WORK INSTRUCTIONS |
A faithful copy of the entries is required, with no images in it.

[Referring expression data]
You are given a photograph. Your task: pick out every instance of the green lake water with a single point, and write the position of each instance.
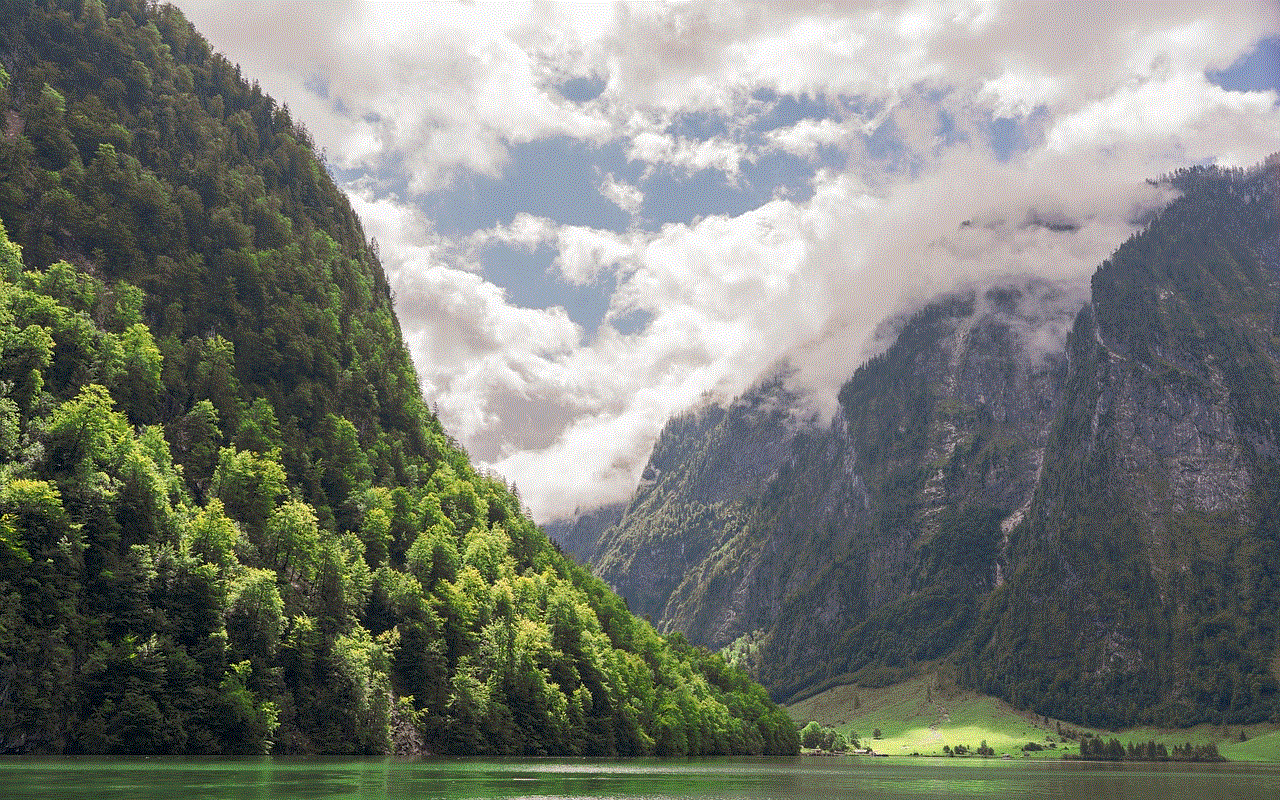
(91, 778)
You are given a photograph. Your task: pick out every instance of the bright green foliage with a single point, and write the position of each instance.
(228, 521)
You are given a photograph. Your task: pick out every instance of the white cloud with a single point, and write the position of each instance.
(622, 195)
(424, 95)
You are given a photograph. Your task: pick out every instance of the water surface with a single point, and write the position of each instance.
(92, 778)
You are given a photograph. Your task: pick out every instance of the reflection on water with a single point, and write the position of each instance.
(73, 778)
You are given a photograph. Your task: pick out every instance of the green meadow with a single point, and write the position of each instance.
(927, 713)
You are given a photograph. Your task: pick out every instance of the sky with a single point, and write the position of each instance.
(598, 215)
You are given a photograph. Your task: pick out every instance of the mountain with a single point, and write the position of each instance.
(228, 521)
(1070, 502)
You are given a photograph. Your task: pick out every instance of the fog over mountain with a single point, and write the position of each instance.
(593, 216)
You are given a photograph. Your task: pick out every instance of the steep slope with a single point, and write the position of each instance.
(1144, 585)
(760, 528)
(228, 522)
(1086, 529)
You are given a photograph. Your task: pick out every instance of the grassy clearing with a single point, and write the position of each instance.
(924, 713)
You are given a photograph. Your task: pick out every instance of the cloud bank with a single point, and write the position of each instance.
(882, 155)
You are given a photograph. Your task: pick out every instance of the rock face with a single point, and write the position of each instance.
(1065, 496)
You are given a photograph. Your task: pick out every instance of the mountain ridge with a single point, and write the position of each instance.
(974, 458)
(228, 521)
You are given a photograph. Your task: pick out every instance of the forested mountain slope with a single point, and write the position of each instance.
(228, 522)
(1082, 524)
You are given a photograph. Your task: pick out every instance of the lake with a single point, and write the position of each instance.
(97, 778)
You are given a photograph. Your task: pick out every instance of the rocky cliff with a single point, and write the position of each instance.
(1065, 496)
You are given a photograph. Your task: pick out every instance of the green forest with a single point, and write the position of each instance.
(228, 521)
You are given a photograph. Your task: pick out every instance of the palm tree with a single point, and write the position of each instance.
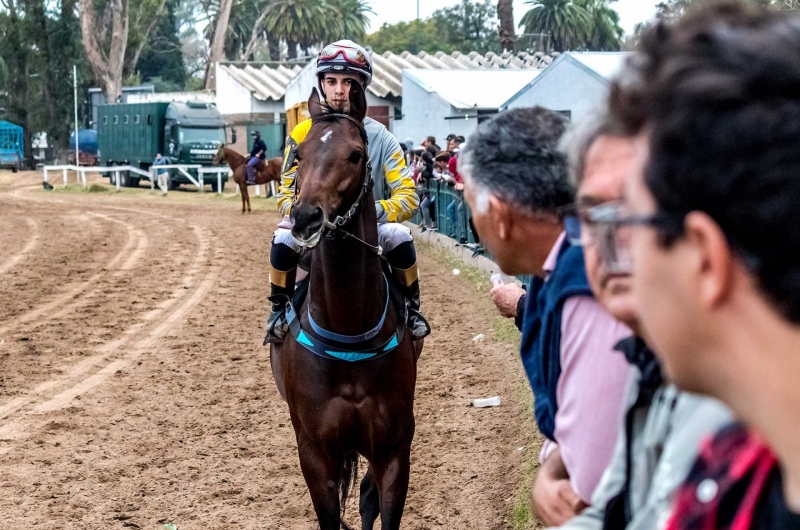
(352, 18)
(605, 32)
(566, 21)
(300, 22)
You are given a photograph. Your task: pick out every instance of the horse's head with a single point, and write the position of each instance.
(219, 158)
(331, 166)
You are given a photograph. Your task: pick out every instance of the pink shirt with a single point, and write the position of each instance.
(591, 389)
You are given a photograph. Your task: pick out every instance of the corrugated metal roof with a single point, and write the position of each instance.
(264, 82)
(606, 64)
(388, 68)
(479, 89)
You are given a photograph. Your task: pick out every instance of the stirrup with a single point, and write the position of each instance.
(277, 325)
(415, 318)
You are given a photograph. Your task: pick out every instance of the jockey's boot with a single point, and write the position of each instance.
(416, 322)
(403, 260)
(277, 326)
(283, 261)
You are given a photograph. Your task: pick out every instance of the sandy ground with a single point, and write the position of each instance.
(134, 389)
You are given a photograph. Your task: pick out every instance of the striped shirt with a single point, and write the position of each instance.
(395, 204)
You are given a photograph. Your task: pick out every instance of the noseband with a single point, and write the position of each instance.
(336, 228)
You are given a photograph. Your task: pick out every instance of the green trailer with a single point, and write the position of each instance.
(132, 134)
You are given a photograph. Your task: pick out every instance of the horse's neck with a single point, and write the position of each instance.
(347, 294)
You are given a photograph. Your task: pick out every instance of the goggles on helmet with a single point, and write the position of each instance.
(351, 55)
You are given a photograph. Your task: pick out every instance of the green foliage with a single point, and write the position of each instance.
(566, 21)
(468, 26)
(575, 24)
(162, 57)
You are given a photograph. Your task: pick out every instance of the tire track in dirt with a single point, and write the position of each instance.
(135, 243)
(79, 370)
(58, 392)
(33, 241)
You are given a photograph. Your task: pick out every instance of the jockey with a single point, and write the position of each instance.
(257, 154)
(338, 65)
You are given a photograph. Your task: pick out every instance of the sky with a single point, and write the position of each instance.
(631, 12)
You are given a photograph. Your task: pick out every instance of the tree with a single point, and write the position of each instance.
(468, 26)
(162, 58)
(605, 31)
(300, 22)
(505, 13)
(218, 42)
(109, 54)
(567, 21)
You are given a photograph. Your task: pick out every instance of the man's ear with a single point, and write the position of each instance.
(501, 217)
(713, 264)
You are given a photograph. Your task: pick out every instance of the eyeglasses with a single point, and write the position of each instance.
(608, 227)
(351, 55)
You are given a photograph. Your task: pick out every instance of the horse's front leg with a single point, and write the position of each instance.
(321, 474)
(392, 477)
(369, 505)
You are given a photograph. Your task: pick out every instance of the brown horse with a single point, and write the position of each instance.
(346, 404)
(266, 171)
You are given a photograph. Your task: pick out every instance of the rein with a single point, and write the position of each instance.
(336, 228)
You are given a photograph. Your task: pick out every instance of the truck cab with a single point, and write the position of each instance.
(184, 133)
(193, 132)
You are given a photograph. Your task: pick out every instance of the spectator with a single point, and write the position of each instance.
(449, 142)
(426, 177)
(659, 438)
(163, 174)
(711, 223)
(517, 185)
(455, 210)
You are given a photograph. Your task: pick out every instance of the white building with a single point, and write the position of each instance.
(250, 88)
(576, 84)
(385, 93)
(440, 102)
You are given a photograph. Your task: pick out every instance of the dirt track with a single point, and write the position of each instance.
(134, 389)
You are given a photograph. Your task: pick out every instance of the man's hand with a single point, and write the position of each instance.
(554, 501)
(552, 498)
(506, 297)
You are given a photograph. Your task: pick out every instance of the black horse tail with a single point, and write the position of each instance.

RESULT |
You are given a photograph. Your task: pick out every instance of the green lake water with a single point, and write the position of each instance.
(91, 778)
You are given a photograph. Your task: pick out every instance of the bright green foliage with a single point, and write the position of each instance.
(228, 521)
You are given a photograph. Your task: pick out every instance of the white cloud with a single point, and write the position of each instance.
(622, 195)
(424, 95)
You are given a photograph. Your task: pick out every instance of the water surface with a single point, and write the position of each instance.
(92, 778)
You are given a photograph. Your task: pick out every instance of the reflection on water with a single point, and write the position of each instance.
(73, 778)
You are given a photograph. Your task: pick out every instance of the green meadow with a single point, and write the position of each instance.
(927, 713)
You are given a photograph. Your task: pick out every instance of the sky with a single point, and write the position of each instance.
(598, 215)
You are given a photograph. Your task: pick out every instance of the mountain with a single point, and write the position of each instance.
(228, 521)
(1070, 502)
You are given a photograph. Your task: pick out every instance of the fog over mountain with a single point, and write the position of each instance.
(593, 216)
You are given a photograph. Your task: pick out every instance of the steep slope with a single point, and write the position of each instance.
(1144, 585)
(760, 528)
(228, 522)
(1086, 529)
You are given a photograph. Your task: pick out every instance of the grassy clearing with a single point, and write the position of each instance.
(924, 713)
You are given a photograph. Your task: pick out every instance of the cloud bank with a single point, and write the position of each instance.
(882, 155)
You are given a photograph. Your task: pick out every instance of the rock face with a single point, and write the position of each instance.
(1065, 496)
You are given a photograph. Your task: pick out every instance of the mountain ridge with a single point, and write the position of each instance.
(974, 458)
(228, 521)
You are given a photograph. Your task: pick out every instance of the forested mountain slope with a single point, and write the position of each instance.
(228, 522)
(1082, 524)
You are given a photograph. Your task: pick out every instance of the lake with a single point, and write the position of each instance.
(97, 778)
You are given a photograph. Your task: pick out every instance of the rocky cliff with a single point, and write the position of each instance.
(1065, 496)
You are given a photograph. Your task: pick out every instance of the green forest with a single point, and write the position of each instance.
(228, 521)
You are given a photograph. Your task: pick out every instance of the palm tree with a single point, and write the position of each instance.
(352, 18)
(605, 32)
(566, 21)
(300, 22)
You are given a photograph. Your task: pick out every instance of the horse's head with a single point, and write the position of each instance.
(219, 158)
(331, 166)
You are given a photograph. Your task: pick out every instance of the pink shirt with a single point, and write the position of each instance.
(591, 389)
You are given a photograph. Your task: pick out every instance of the corrugated metal roof with a single point, and write the position of each instance.
(264, 82)
(606, 64)
(388, 68)
(479, 89)
You are given a photograph. Your task: pick out every instance of the stirrup with a single point, and write the position of each instance.
(277, 325)
(415, 318)
You are given a photograph. Your task: pick out every instance of the jockey's boot with a single point, and write the position of each instance.
(416, 322)
(403, 260)
(277, 326)
(283, 261)
You are given a photograph. Your task: pick out every instance of the sandy ground with a single point, and write the position of each instance.
(134, 389)
You are given a photograph. Your task: pick out every instance of the striped shirt with a single point, and write the position of each instance.
(395, 204)
You are given a photograph. Your task: pick out every instance of the noseband with a single point, and write the position of each instance.
(336, 228)
You are given a photograph. Your task: pick out every instance of the green trailer with a single point, and write the position of each instance.
(132, 134)
You are given a photograph. Your task: pick out every instance of the horse's neck with a single point, and write the position of each instance.
(347, 294)
You are given a photograph. Your task: pick out every instance of the goggles on helmet with a single point, and write the position of each instance.
(351, 55)
You are given a photograph. Your task: pick out every instance of the green foliage with a single point, and write the position of each instance.
(566, 21)
(468, 26)
(575, 24)
(162, 57)
You are given a photograph. Your task: pick out every instance of the tire track in dirt with a single point, and write the position of each instance.
(135, 243)
(79, 370)
(58, 392)
(33, 241)
You are given a photograph. Your task: pick out every instance of the jockey with a single point, and write the position of each instance.
(257, 154)
(338, 65)
You are given a photograph. Your task: pick out every instance of the sky with a single point, and write the position of each instance.
(631, 12)
You are given a photograph. Your task: pick out every instance of the tree with a single point, and write the position of each instance.
(468, 26)
(162, 58)
(605, 31)
(300, 22)
(505, 13)
(218, 42)
(109, 54)
(567, 21)
You are given a photograph. Your task: pick out every instance of the man's ear with a single point, and write the position of each instance.
(501, 217)
(713, 264)
You are given a photograph. Your task: pick out every instance of the eyeglasses with a single point, and write the position of each instance.
(608, 227)
(351, 55)
You are given a photograph. Your task: pick out every instance of the horse's front leg with a single point, and write the position of each instance.
(321, 474)
(392, 477)
(369, 505)
You are given a photograph. Your task: pick out every instance of the brown horse with a single point, and write the position of each instance.
(346, 404)
(266, 171)
You are given a photograph. Your task: pick out every instance of the rein with a single point, and write the position of each instance.
(336, 228)
You are given a photograph. Your task: pick out every instance of the truck cab with a single point, and write the position of each instance.
(184, 133)
(193, 132)
You are given a photograph. Your task: pick out every instance of the spectator with a single point, and write the position of each instance.
(449, 142)
(426, 177)
(659, 438)
(163, 174)
(711, 223)
(517, 185)
(455, 210)
You are given a photograph. Your task: pick out every instance of the white building with a single point, and write the position of each instance.
(250, 88)
(576, 84)
(385, 93)
(440, 102)
You are given a photograph. Your task: pick out every instance of the dirt track with a single point, and write the position of each instance.
(134, 389)
You are given a photograph. Your task: pick out every instance of the man's hand with a single point, and write the position of each instance.
(554, 501)
(552, 498)
(506, 297)
You are given a photograph. Your task: pick out every instance of the black horse tail with a single point, and write the position of each instance.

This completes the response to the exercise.